• [Work to be completed]
Restate the data exactly, with nothing altered.

• [Region pointing data]
•••

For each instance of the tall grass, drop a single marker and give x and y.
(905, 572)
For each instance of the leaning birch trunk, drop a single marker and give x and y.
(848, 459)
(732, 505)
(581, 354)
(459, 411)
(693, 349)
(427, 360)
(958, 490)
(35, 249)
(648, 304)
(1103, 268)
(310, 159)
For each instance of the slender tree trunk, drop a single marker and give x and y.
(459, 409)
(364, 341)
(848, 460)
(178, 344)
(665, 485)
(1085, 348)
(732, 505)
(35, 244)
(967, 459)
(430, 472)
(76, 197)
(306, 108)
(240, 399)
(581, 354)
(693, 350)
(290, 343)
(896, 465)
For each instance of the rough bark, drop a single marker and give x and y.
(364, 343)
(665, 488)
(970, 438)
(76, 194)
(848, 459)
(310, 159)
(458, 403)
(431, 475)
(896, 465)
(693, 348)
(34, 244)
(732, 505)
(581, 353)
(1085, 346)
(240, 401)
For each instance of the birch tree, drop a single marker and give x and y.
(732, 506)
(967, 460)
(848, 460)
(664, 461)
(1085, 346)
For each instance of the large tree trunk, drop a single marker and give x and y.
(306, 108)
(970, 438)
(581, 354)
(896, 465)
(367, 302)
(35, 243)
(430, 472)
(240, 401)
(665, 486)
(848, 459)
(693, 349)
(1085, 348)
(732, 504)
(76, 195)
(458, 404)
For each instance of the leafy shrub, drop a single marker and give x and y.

•••

• [Output of the task]
For each instance of the tall grass, drop a single marker and give x and y.
(905, 572)
For each instance of the leaning birch trunk, drop a single marker and give x and y.
(848, 459)
(732, 505)
(581, 354)
(459, 411)
(693, 349)
(427, 360)
(958, 490)
(35, 249)
(648, 304)
(1103, 268)
(310, 159)
For each instance of the slender tree trunk, drop a single marker and give x and y.
(459, 409)
(364, 341)
(848, 460)
(178, 344)
(665, 485)
(1085, 348)
(732, 505)
(35, 244)
(967, 459)
(430, 472)
(76, 197)
(306, 108)
(240, 399)
(581, 354)
(693, 350)
(290, 343)
(896, 465)
For each instance of the rough bark, drop a single marker and give x and y.
(364, 343)
(665, 488)
(970, 438)
(76, 194)
(848, 459)
(310, 159)
(458, 403)
(431, 475)
(896, 465)
(693, 348)
(34, 244)
(732, 505)
(581, 353)
(1085, 346)
(240, 401)
For each instance of the birch tree, drop a single marker and give x and y.
(732, 506)
(967, 460)
(848, 460)
(664, 461)
(1085, 346)
For each instance of the large tree trunk, drop a single marker and give x and y.
(306, 108)
(970, 438)
(581, 354)
(896, 465)
(367, 302)
(35, 243)
(430, 472)
(240, 401)
(665, 486)
(848, 459)
(693, 349)
(1085, 348)
(732, 504)
(76, 195)
(458, 404)
For each instance of the leafy shrub, drop a single marker and give x and y.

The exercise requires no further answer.